> _Aufgabendetails_
Was wurde laut dem Auszug über Gentherapie bei Muskeldystrophie aus dem gewöhnlichen Virus entfernt? Bitte antworte in einem Satz.
--- Auszug ---
Erste Schritte, die Muskeldystrophie mittels Gentherapie zu behandeln, waren erfolgreich. Mit Hilfe eines veränderten Virus wurde ein Gen in die Muskeln von Mäusen transportiert, welches ein Protein bildet, das bei Erkrankten fehlt.
Wissenschaftler der University of Michigan haben einen viralen Vektor entwickelt, mit dem an Muskeldystrophie leidende Mäuse behandelt wurden. Der Vektor übertrug in die Muskeln ausgewachsener Mäuse das Gen für die Produktion von Dystrophin, einem Protein, das für die normale Erhaltung des Muskelgewebes wichtig ist.

Das Geheimnis: ein gewöhnliches Virus, dessen natürliches genetisches Material vollständig entfernt wurde, um Platz für das Dystrophin-Gen zu schaffen. Das Ergebnis: An Dystrophie leidende Mäuse mit Muskeln, die mehrere Monate lang hohe Konzentrationen des normalen Dystrophin-Proteins produzierten.

„Wir haben in den Muskeln von ausgewachsenen Mäusen, die an Duchenne-Muskeldystrophie leiden, eine über mindestens drei Monate andauernde Expression des vollständigen Dystrophin-Proteins hervorgerufen," sagte Jeffrey S. Chamberlain, Professor für Humangenetik an der University of Michigan Medical School. "Wir haben nachgewiesen, daß Mäuse das Gen aus unserem viralen Vektor in ihr Muskelgewebe aufnehmen können. Es ist ein ermutigendes Ergebnis, aber es ist keine Heilung."
--- Datenauszüge ---
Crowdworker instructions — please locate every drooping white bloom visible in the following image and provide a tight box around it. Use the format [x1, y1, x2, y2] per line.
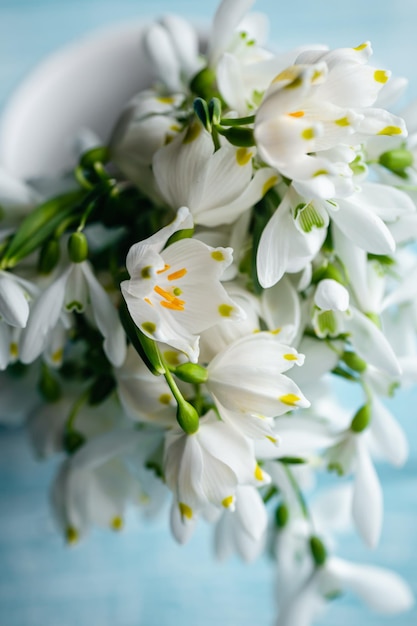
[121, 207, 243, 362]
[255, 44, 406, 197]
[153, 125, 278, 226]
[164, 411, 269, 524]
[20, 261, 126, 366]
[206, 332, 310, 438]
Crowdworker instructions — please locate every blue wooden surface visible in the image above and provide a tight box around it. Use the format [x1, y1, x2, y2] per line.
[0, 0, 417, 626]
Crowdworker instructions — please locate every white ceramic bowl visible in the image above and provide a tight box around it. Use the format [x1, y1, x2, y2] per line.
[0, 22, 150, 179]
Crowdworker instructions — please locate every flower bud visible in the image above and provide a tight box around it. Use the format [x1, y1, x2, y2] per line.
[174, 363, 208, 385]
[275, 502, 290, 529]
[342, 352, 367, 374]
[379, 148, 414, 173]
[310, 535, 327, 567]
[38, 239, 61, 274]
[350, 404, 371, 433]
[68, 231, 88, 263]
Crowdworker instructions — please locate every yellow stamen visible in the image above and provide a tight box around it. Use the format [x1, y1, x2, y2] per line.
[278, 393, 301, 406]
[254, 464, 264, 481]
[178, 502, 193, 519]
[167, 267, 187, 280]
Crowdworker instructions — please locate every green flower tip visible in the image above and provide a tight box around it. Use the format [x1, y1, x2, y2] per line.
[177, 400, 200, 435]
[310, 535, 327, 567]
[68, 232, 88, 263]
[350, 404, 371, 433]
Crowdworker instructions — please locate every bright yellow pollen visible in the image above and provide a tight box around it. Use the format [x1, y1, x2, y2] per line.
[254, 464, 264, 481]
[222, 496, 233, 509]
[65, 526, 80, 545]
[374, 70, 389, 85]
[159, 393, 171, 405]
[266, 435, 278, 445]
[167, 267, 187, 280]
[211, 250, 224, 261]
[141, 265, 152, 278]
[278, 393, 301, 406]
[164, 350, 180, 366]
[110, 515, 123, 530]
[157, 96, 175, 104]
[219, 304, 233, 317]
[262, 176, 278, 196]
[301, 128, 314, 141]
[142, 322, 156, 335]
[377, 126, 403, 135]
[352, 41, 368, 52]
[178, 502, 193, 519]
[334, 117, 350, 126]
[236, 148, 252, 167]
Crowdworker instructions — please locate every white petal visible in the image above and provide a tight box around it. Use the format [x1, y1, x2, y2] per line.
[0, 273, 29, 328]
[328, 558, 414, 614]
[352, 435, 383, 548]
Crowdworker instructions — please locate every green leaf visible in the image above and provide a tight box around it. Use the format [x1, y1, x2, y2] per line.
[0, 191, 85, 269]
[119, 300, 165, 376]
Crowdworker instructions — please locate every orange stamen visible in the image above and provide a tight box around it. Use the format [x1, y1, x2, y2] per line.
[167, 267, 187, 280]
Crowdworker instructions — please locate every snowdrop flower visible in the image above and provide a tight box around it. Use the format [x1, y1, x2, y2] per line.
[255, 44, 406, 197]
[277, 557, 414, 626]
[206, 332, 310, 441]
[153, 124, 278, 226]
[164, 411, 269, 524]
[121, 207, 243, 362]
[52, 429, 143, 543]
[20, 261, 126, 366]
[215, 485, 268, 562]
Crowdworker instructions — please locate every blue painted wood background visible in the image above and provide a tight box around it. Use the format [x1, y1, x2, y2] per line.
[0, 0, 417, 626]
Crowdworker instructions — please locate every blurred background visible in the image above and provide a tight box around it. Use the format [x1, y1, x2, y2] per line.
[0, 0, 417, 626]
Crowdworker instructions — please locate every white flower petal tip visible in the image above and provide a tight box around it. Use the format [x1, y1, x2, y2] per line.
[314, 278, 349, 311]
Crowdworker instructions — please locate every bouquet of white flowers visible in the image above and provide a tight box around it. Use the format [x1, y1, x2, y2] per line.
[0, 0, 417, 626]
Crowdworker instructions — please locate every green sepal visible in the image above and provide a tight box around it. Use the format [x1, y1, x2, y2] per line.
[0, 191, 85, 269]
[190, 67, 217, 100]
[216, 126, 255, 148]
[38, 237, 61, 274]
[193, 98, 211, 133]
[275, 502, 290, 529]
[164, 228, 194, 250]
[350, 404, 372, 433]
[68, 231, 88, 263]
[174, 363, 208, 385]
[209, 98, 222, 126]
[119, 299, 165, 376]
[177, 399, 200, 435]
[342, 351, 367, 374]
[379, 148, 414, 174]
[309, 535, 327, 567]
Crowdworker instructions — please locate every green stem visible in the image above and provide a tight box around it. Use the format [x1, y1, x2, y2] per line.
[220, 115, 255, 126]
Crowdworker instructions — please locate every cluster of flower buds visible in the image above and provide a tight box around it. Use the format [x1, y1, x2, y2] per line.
---
> _Ergebnis der Aufgabe_
Das natürliche genetische Material des Virus wurde vollständig entfernt, um Platz für das Dystrophin-Gen zu schaffen.